START Dataset excerpts
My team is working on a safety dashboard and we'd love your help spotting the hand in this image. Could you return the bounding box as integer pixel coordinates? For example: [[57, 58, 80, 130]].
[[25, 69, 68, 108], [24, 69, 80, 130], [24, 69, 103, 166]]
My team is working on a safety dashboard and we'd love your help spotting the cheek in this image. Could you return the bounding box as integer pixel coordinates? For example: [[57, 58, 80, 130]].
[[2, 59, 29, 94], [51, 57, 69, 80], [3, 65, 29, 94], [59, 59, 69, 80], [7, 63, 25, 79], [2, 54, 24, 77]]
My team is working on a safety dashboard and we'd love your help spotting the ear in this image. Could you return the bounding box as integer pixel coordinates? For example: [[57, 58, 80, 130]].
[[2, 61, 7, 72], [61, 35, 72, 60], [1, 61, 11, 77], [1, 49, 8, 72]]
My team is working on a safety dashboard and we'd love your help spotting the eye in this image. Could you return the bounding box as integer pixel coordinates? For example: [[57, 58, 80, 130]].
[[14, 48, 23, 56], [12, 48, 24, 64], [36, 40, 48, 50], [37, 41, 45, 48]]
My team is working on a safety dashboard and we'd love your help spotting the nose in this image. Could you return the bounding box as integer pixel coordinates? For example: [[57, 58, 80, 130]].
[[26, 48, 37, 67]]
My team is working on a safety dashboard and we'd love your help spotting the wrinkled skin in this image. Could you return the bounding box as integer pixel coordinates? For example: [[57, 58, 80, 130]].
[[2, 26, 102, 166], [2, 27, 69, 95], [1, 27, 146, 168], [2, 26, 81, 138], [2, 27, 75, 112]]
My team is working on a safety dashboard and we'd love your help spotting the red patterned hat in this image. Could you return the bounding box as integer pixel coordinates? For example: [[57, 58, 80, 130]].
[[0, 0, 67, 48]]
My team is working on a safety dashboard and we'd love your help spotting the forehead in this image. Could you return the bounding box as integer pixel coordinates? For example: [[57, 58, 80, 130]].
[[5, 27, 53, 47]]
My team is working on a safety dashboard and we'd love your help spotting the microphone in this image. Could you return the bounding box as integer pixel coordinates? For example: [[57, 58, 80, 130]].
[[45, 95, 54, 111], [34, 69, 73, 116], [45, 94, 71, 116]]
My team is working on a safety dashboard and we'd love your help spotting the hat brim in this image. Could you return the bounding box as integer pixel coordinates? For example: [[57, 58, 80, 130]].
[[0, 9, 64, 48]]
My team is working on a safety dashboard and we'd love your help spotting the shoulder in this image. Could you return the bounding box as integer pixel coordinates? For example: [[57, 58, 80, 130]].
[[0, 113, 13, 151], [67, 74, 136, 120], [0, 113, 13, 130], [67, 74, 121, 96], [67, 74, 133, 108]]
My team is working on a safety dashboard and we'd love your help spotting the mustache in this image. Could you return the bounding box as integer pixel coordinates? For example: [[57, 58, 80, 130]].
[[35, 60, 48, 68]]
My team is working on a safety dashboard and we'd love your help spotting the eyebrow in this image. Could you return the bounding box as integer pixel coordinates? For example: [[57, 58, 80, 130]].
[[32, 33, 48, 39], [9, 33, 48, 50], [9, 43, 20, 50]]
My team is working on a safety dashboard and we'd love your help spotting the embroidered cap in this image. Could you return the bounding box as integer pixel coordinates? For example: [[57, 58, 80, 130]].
END Dataset excerpts
START Dataset excerpts
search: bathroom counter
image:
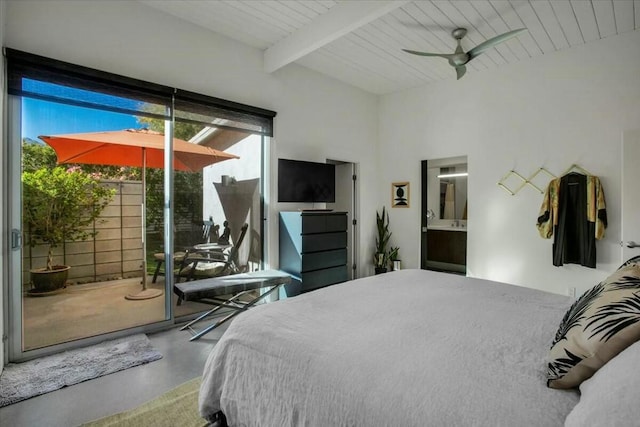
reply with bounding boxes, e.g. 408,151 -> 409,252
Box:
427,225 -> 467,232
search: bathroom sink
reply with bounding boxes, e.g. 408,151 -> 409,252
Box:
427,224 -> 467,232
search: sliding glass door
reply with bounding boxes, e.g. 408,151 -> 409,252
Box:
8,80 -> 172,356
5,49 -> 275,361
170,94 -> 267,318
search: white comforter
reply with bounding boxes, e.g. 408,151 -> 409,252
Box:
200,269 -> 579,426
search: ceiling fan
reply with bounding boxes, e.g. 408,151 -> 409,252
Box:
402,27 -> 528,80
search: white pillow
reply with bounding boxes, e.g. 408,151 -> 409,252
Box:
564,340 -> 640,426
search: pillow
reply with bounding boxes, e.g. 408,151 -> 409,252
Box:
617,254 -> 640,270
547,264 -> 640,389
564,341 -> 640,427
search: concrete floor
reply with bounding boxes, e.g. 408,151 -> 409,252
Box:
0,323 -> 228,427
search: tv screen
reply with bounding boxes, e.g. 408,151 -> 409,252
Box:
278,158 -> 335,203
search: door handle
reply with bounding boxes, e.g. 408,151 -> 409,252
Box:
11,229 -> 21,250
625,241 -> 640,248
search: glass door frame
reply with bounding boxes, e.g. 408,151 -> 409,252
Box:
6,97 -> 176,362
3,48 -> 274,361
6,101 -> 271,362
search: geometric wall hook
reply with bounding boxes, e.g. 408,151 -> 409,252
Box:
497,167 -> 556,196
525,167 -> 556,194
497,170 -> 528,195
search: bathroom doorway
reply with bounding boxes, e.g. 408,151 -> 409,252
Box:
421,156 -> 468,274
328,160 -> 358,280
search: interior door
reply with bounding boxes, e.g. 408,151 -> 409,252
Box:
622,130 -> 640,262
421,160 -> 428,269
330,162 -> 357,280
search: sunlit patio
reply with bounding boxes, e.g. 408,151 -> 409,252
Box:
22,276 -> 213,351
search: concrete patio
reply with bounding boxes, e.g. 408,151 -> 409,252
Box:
END Dataset excerpts
Exercise details - Say how many lines in the records hold the string "glass". Give no other words.

Response below - 2